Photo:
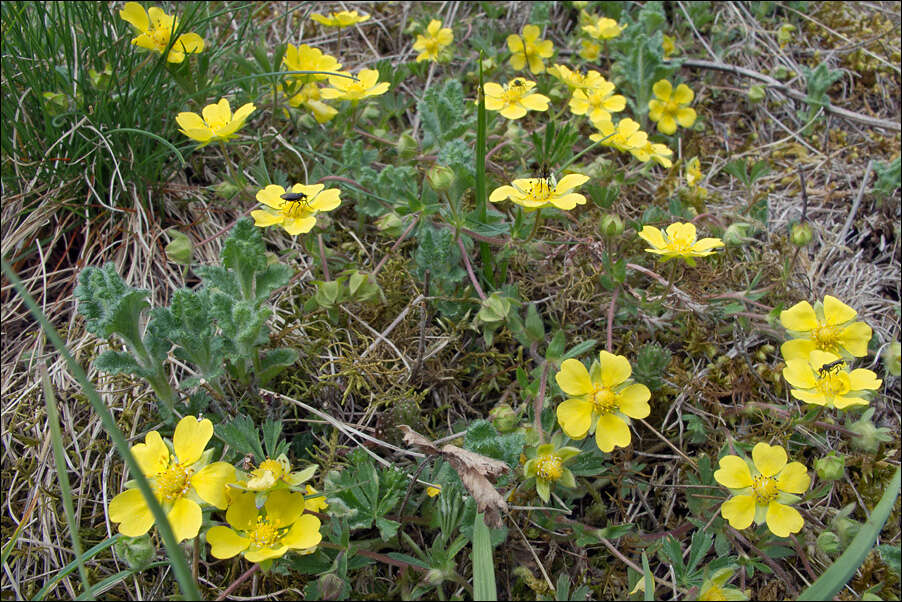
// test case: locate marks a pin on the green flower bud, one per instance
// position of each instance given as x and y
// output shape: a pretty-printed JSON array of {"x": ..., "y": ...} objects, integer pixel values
[
  {"x": 737, "y": 234},
  {"x": 892, "y": 358},
  {"x": 828, "y": 543},
  {"x": 801, "y": 234},
  {"x": 611, "y": 225},
  {"x": 867, "y": 436},
  {"x": 407, "y": 146},
  {"x": 831, "y": 467},
  {"x": 180, "y": 248},
  {"x": 441, "y": 178},
  {"x": 136, "y": 551},
  {"x": 503, "y": 418}
]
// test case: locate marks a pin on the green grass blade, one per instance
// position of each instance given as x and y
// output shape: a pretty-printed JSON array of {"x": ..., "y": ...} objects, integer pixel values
[
  {"x": 179, "y": 564},
  {"x": 59, "y": 454},
  {"x": 483, "y": 564},
  {"x": 839, "y": 573},
  {"x": 103, "y": 545}
]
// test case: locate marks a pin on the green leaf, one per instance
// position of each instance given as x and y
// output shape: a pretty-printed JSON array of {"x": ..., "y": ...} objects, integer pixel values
[
  {"x": 839, "y": 573},
  {"x": 483, "y": 564}
]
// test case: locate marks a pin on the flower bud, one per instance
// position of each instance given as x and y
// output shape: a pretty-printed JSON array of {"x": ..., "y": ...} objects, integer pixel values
[
  {"x": 828, "y": 543},
  {"x": 441, "y": 178},
  {"x": 503, "y": 418},
  {"x": 611, "y": 225},
  {"x": 800, "y": 235},
  {"x": 831, "y": 467},
  {"x": 892, "y": 358},
  {"x": 136, "y": 551}
]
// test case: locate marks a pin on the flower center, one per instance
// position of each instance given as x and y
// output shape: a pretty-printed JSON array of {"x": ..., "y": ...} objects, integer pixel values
[
  {"x": 826, "y": 338},
  {"x": 765, "y": 489},
  {"x": 604, "y": 401},
  {"x": 265, "y": 533},
  {"x": 832, "y": 384},
  {"x": 548, "y": 467},
  {"x": 173, "y": 483}
]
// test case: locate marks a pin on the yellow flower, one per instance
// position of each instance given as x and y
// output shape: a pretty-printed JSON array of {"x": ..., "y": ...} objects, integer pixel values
[
  {"x": 693, "y": 172},
  {"x": 309, "y": 96},
  {"x": 529, "y": 49},
  {"x": 546, "y": 465},
  {"x": 590, "y": 50},
  {"x": 762, "y": 489},
  {"x": 314, "y": 501},
  {"x": 604, "y": 29},
  {"x": 181, "y": 480},
  {"x": 713, "y": 588},
  {"x": 668, "y": 44},
  {"x": 597, "y": 102},
  {"x": 574, "y": 79},
  {"x": 344, "y": 88},
  {"x": 307, "y": 58},
  {"x": 430, "y": 45},
  {"x": 601, "y": 399},
  {"x": 653, "y": 151},
  {"x": 156, "y": 29},
  {"x": 515, "y": 98},
  {"x": 267, "y": 533},
  {"x": 340, "y": 19},
  {"x": 824, "y": 379},
  {"x": 536, "y": 193},
  {"x": 217, "y": 123},
  {"x": 828, "y": 326},
  {"x": 679, "y": 241},
  {"x": 625, "y": 136},
  {"x": 669, "y": 108},
  {"x": 296, "y": 215}
]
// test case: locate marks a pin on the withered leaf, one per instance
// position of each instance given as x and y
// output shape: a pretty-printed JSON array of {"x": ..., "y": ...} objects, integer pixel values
[{"x": 473, "y": 469}]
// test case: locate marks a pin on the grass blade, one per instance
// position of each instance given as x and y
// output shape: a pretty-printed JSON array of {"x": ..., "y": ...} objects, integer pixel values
[
  {"x": 177, "y": 558},
  {"x": 483, "y": 564},
  {"x": 839, "y": 573},
  {"x": 59, "y": 454}
]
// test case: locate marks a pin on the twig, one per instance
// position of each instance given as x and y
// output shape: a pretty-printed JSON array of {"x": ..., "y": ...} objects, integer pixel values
[{"x": 792, "y": 93}]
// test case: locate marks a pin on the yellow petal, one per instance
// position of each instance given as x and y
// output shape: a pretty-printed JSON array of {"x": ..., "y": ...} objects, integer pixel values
[
  {"x": 135, "y": 14},
  {"x": 304, "y": 533},
  {"x": 739, "y": 511},
  {"x": 575, "y": 417},
  {"x": 226, "y": 543},
  {"x": 185, "y": 518},
  {"x": 799, "y": 318},
  {"x": 633, "y": 401},
  {"x": 799, "y": 374},
  {"x": 768, "y": 459},
  {"x": 615, "y": 369},
  {"x": 211, "y": 481},
  {"x": 284, "y": 506},
  {"x": 152, "y": 455},
  {"x": 794, "y": 478},
  {"x": 190, "y": 438},
  {"x": 573, "y": 378},
  {"x": 783, "y": 520},
  {"x": 837, "y": 312},
  {"x": 130, "y": 510},
  {"x": 733, "y": 473},
  {"x": 797, "y": 349},
  {"x": 855, "y": 338},
  {"x": 610, "y": 432}
]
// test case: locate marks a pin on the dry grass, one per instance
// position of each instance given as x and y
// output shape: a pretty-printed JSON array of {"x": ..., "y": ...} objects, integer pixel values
[{"x": 369, "y": 384}]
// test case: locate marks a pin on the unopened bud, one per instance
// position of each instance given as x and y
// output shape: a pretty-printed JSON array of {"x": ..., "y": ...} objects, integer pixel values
[
  {"x": 801, "y": 234},
  {"x": 611, "y": 225},
  {"x": 441, "y": 178},
  {"x": 831, "y": 467}
]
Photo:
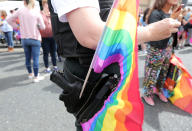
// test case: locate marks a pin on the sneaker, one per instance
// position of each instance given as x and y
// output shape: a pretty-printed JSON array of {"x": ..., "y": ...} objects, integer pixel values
[
  {"x": 38, "y": 78},
  {"x": 48, "y": 70},
  {"x": 149, "y": 100},
  {"x": 30, "y": 76},
  {"x": 162, "y": 97},
  {"x": 55, "y": 68}
]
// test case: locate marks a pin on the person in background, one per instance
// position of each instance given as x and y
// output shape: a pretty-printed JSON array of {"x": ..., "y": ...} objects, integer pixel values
[
  {"x": 188, "y": 27},
  {"x": 77, "y": 27},
  {"x": 8, "y": 30},
  {"x": 158, "y": 53},
  {"x": 31, "y": 22},
  {"x": 48, "y": 43}
]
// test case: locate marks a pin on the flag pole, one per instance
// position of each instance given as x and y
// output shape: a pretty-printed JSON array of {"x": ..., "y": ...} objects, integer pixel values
[{"x": 86, "y": 79}]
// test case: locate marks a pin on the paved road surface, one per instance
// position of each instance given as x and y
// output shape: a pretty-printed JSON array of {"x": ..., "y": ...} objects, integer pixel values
[{"x": 27, "y": 106}]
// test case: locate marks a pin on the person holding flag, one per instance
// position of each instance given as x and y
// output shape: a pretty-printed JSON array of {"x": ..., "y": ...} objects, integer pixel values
[
  {"x": 159, "y": 52},
  {"x": 77, "y": 28}
]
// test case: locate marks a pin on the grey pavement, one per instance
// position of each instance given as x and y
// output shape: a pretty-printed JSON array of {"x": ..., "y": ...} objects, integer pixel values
[{"x": 27, "y": 106}]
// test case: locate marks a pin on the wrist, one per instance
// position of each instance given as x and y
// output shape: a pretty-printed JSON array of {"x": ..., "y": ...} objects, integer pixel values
[{"x": 144, "y": 34}]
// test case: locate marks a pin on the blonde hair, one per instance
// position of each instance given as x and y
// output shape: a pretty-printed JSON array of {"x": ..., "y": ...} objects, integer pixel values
[{"x": 30, "y": 3}]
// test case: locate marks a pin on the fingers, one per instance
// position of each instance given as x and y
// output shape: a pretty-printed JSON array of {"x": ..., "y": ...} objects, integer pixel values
[{"x": 175, "y": 23}]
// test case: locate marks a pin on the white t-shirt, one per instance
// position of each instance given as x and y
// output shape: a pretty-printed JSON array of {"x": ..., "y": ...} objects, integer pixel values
[{"x": 62, "y": 7}]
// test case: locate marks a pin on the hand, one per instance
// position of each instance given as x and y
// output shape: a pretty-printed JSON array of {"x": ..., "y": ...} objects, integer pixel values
[
  {"x": 176, "y": 12},
  {"x": 158, "y": 30}
]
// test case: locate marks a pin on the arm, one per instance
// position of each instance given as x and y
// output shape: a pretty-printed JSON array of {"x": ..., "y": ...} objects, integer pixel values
[
  {"x": 158, "y": 30},
  {"x": 40, "y": 22},
  {"x": 86, "y": 25},
  {"x": 12, "y": 19}
]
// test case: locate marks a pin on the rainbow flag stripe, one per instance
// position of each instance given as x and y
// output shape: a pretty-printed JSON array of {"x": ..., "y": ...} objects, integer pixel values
[
  {"x": 182, "y": 97},
  {"x": 123, "y": 110}
]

_Exercise_
Give back, word for word, only the lines from the one containing "stripe, one per instance" through the closing line of the entries.

_Solution to the problem_
// test case: locate marks a pin on the rainbow flag stripe, one per instance
// position of each instance given as x and y
// output shape: a pretty-printed JSON array of {"x": ..., "y": ...} objects, integer pixel values
[
  {"x": 182, "y": 97},
  {"x": 123, "y": 110}
]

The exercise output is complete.